**Directions for this task:**
Please locate every line in the items below that contains the string "dried" and copy each such line. Case counts.

+--

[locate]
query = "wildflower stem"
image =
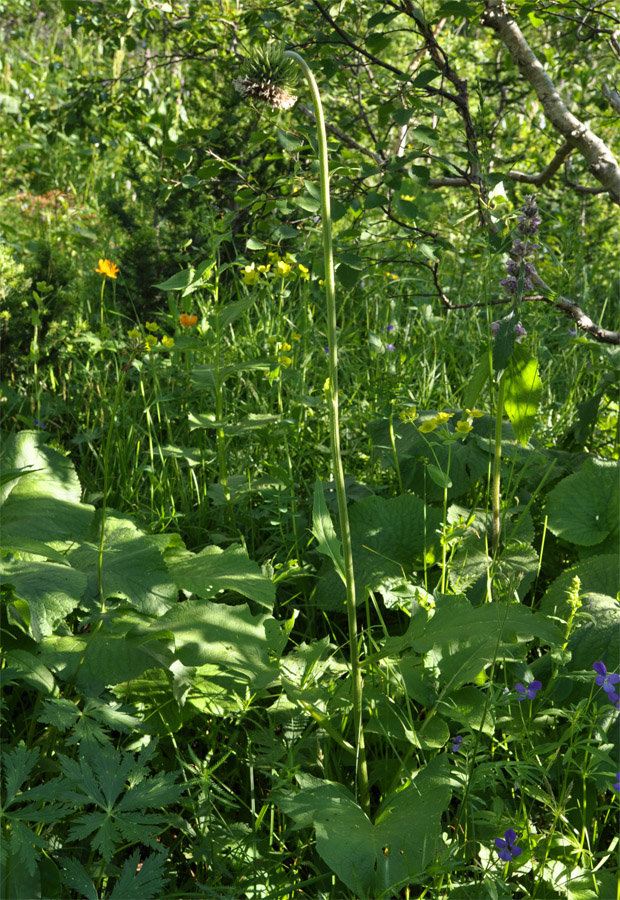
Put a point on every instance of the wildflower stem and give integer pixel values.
(497, 458)
(334, 427)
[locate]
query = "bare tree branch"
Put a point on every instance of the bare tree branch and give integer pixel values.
(601, 161)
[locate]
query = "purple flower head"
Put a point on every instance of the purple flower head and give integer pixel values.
(523, 251)
(506, 846)
(603, 679)
(528, 690)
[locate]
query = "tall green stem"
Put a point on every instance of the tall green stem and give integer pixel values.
(334, 428)
(497, 458)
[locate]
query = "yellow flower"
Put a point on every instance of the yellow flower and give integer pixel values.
(107, 268)
(250, 275)
(282, 269)
(429, 425)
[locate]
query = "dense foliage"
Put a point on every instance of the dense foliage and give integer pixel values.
(180, 662)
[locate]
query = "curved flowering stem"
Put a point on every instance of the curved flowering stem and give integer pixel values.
(266, 80)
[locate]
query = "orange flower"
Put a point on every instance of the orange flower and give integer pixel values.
(107, 268)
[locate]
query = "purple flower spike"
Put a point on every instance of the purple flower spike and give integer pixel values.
(507, 847)
(528, 691)
(603, 679)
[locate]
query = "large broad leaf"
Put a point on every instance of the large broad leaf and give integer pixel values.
(214, 570)
(390, 539)
(51, 591)
(374, 859)
(583, 508)
(132, 568)
(229, 637)
(523, 388)
(117, 653)
(49, 472)
(464, 639)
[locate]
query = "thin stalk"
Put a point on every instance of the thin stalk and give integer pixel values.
(497, 458)
(334, 428)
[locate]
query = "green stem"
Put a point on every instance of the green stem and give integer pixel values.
(334, 428)
(497, 458)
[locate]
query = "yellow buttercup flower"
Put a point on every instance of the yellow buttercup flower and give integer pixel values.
(107, 268)
(250, 275)
(282, 268)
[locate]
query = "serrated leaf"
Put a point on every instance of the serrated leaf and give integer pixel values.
(374, 859)
(214, 570)
(229, 637)
(143, 883)
(51, 591)
(133, 566)
(390, 540)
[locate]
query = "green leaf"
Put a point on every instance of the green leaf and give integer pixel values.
(51, 472)
(133, 566)
(214, 570)
(24, 666)
(583, 507)
(51, 591)
(141, 879)
(374, 859)
(229, 637)
(479, 379)
(390, 539)
(523, 388)
(324, 532)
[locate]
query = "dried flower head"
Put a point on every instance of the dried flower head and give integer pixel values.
(269, 76)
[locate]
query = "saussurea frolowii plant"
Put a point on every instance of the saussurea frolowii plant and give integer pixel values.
(271, 77)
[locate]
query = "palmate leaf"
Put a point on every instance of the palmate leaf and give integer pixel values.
(133, 566)
(374, 859)
(145, 883)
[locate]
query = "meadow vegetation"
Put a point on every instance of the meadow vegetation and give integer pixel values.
(207, 692)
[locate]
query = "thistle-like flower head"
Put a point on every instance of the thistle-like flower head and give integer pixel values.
(269, 76)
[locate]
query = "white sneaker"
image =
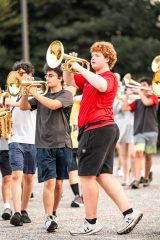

+--

**Exercise response:**
query = "dried flower head"
Put a point on every instance of the dried flower head and give integer pixel values.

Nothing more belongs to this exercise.